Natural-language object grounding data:
[Start of Attachment]

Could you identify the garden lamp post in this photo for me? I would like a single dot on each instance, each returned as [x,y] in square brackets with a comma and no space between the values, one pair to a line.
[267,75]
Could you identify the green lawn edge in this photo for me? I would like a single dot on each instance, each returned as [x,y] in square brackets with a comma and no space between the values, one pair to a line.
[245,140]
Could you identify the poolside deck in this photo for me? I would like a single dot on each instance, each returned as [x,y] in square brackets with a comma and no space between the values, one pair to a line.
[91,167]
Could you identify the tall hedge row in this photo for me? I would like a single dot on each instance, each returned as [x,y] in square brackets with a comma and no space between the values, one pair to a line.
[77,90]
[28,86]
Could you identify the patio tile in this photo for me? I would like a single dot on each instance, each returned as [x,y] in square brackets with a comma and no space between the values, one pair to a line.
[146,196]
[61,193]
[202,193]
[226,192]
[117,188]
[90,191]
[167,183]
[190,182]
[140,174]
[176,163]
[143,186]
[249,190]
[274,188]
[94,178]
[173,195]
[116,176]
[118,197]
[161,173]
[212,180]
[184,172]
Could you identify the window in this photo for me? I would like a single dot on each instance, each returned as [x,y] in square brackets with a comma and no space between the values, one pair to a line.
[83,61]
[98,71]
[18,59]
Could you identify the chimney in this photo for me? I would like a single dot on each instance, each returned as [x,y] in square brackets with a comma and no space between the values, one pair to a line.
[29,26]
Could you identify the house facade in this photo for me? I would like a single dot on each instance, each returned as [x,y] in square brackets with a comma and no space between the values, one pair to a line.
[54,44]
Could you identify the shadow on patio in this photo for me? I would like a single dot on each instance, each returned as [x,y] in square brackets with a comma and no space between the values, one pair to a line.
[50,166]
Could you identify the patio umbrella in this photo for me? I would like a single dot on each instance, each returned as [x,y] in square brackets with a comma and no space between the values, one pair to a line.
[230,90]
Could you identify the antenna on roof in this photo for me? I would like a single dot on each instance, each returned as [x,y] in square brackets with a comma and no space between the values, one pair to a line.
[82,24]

[End of Attachment]

Work to be completed: Give back every entry, unchanged in any way.

Answer to the exercise:
Could you identify the garden lamp post in this photo for me? I would like a single dot on each instance, each returned as [x,y] in square brackets with a comma and no space between the values, one pair to a line.
[267,75]
Could you identify the green lawn edge in this photo for me? I would like a single dot on each instance, each returned as [x,y] in square brackets with a comma and no space between the values, one pair to a line.
[245,140]
Could you identify the poolside deck in this photo for me? I would like a single dot on each instance, each returned as [x,y] in square brackets with a comma and no space between the values, one pair to a line.
[91,167]
Could you identify the tall hedge row in this photo for me? I would like a single dot on each instance, each returned as [x,y] in square brackets with a comma and no space between the values, one pair to a line.
[77,90]
[28,86]
Could you identify the patio tile in this photo for me? I would like a single dot on each instance, each returned as [x,y] in square brackets with a comma and no space between the values, one pair to a line.
[146,196]
[61,193]
[202,193]
[226,192]
[117,188]
[90,191]
[167,183]
[190,182]
[140,174]
[176,163]
[143,186]
[249,190]
[274,188]
[94,178]
[173,195]
[116,176]
[118,197]
[161,173]
[212,180]
[184,172]
Could you identify the window in this photo for me? I would like a single dot on each instance, each returned as [x,y] in square brackets with a comma and no space between the values, one pair to a line.
[83,61]
[98,71]
[18,59]
Could you identify the chimney in this photo for me? I would like a single dot on each instance, each returned as [x,y] in square brackets with a comma and no space between the values, one pair to a line.
[29,26]
Could you identify the house facade in this photo for me? I would like a single dot on each instance, each returned as [x,y] in square brackets with a comma and no space between the values, one pair to a line.
[54,44]
Could you identify the shadow on patio in this photo for me? I would like a single dot on each instance, each returned as [x,y] in square brackets with a comma and no space between the values, one pair to a line.
[50,166]
Could you identify the patio umbrella in this photo for me? I would like a single dot on each instance, each returned as [x,y] in square brackets with a comma and no space between the values, one pair to a line.
[230,90]
Could you identify the antenna on roof in this photo for me? I would like a single dot on each instance, each returned as [x,y] in square brackets with a comma and no space between the values, one pair to a line.
[82,24]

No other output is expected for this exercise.